**PROBLEMA SCRITTO**. Prosegui l'articolo sul Recovery Plan di Draghi a partire dall'ultima frase riportata.

------ BRANO DA LEGGERE

DA SUPERMARIO A RAGIONIER DRAGHI IL RECOVERY È LA SAGRA DELL’OVVIO
Il “piano epocale” così lo hanno definito è quanto più di politically correct si possa immaginare. Non contiene un’idea di Paese ed è scritto sotto dettatura di Bruxelles. Approda in Parlamento (dove è vietato discuterlo) e avrà un beneficio limitatissimo sull’economia perché è privo d’idee e di coraggio. C’è qualcuno che però ne guadagnerà: i soliti garantiti e le industrie tedesche e francesi.
Da Supermario a ragionier Draghi (con tutto il rispetto per i ragionieri) nel volgere di 318 pagine. Ci hanno raccontato che l’aspirante leader dell’Europa ha fatto una telefonata di fuoco a Ursula Von der Leyen per convincerla a non giudicare le proposte dell’Italia sul Next Generation Ue spendendo tutto il suo prestigio. Ha tuonato: state tranquilli che ci penso io a far fare le riforme all’Italia, io Mario Draghi sono la garanzia assoluta. Beato chi ci crede! La cosa curiosa è che tra i più entusiasti di questa nuova (si fa per dire) versione del Recovery Plan ci sono i 5Stelle e il Pd che avevano scritto quello di Giuseppe Conte che è stato buttato nel cestino, ma ha comunque costituito una zavorra di tempo e di promesse fatte sul documento attuale predisposto quasi in solitudine dal ministro dell’Economia Daniele Franco che non brilla per iniziativa rivoluzionaria: in Banca d’Italia dove era fino all’altro ieri direttore generale lo chiamavano “il grigio” e questo basta! In effetti anche se la stampa molto amica del presidente del Consiglio e con molti amici nel Pd l’ha definito un “piano epocale” quello che approda in Parlamento dove è di fatto vietato discuterlo visti i tempi e i modi (comunicazioni di Draghi tra lunedì e martedì e dichiarazioni di voto tertium non datur e poi la chiamano democrazia!) è un trattato in rime baciate di ragioneria declinato nel più puro politicaly correct.

------------
------ RIGHE MEMORIZZATE

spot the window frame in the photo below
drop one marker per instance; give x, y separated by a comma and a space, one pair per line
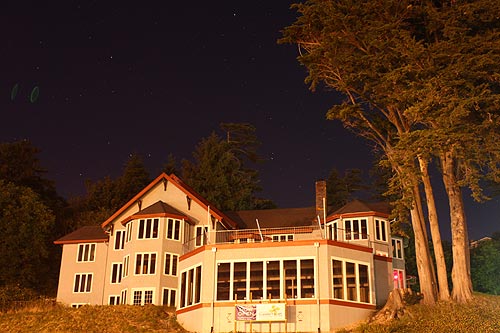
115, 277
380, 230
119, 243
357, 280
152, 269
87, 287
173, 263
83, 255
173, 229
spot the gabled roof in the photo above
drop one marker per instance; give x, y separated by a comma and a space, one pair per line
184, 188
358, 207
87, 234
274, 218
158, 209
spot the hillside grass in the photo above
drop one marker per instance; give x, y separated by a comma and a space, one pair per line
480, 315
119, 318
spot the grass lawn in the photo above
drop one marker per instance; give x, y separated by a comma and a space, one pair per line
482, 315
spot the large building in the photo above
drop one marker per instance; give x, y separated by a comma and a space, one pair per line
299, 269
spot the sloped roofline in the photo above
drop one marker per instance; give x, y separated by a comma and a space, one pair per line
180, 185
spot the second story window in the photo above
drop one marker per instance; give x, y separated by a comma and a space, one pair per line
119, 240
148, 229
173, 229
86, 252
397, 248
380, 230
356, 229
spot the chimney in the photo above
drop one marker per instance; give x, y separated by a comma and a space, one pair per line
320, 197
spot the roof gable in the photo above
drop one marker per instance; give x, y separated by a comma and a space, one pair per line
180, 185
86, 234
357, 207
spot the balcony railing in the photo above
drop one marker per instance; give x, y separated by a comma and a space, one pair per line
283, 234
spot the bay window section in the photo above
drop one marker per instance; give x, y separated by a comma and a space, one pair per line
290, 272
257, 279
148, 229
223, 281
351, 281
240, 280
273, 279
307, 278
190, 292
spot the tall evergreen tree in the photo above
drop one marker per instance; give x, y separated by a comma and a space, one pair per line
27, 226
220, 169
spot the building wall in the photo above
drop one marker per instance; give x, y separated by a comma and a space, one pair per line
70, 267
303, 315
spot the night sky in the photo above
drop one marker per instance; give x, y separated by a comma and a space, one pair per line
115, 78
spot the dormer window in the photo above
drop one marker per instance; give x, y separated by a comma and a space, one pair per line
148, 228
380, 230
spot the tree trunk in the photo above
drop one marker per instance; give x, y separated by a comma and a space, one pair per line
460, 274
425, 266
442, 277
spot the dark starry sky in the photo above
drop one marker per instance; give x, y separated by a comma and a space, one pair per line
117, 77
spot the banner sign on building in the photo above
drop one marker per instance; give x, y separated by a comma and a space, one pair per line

------------

**IL RISULTATO**.
Non c’è dentro né un’ idea di paese, né un indirizzo programmatico, né un progetto capace di lasciare il segno come furono ad esempio l’Autostrada del Sole o il piano delle grandi dighe, o il varo della televisione nel dopoguerra quando l’Italia decise di ripatire. Dentro c’è solo il rigido rispetto delle gabbie imposte da Bruxelles e che servono alle industrie tedesche a venderci tecnologia, alle strutture finanziare francesi a catturare i nostri investimenti e accontentano un po’ di amici degli amici. Si potrebbe fare (e lo faremo) già l’elenco di chi si intesterà profittandone i progetti verdi e i progetti per il digitale. Che il piano sia sostanzialmente una ripartizione acritica delle poste d’investimento decise da Bruxelles lo dicono i numeri, che vi sia molto di politically correct lo dice il fatto che c’è la clausola del 40% sulle assunzioni di giovani e donne, ci sono i soldi per il Sud, ma senza nessuna indicazione di vocazionalità economica. Vi sono interi capitoli dal sapore assistenziale. Leggendo le macrovoci ci fanno sapere che 31,9 miliardi saranno spesi per la ricerca, per la rivoluzione verde 68,6 miliardi, 22,4 miliardi per l’inclusione e coesione (e qui ci sguazzano tutti gli amici degli amici), 18,5 miliardi per la sanità, 49,2 miliardi per la digitalizzazione.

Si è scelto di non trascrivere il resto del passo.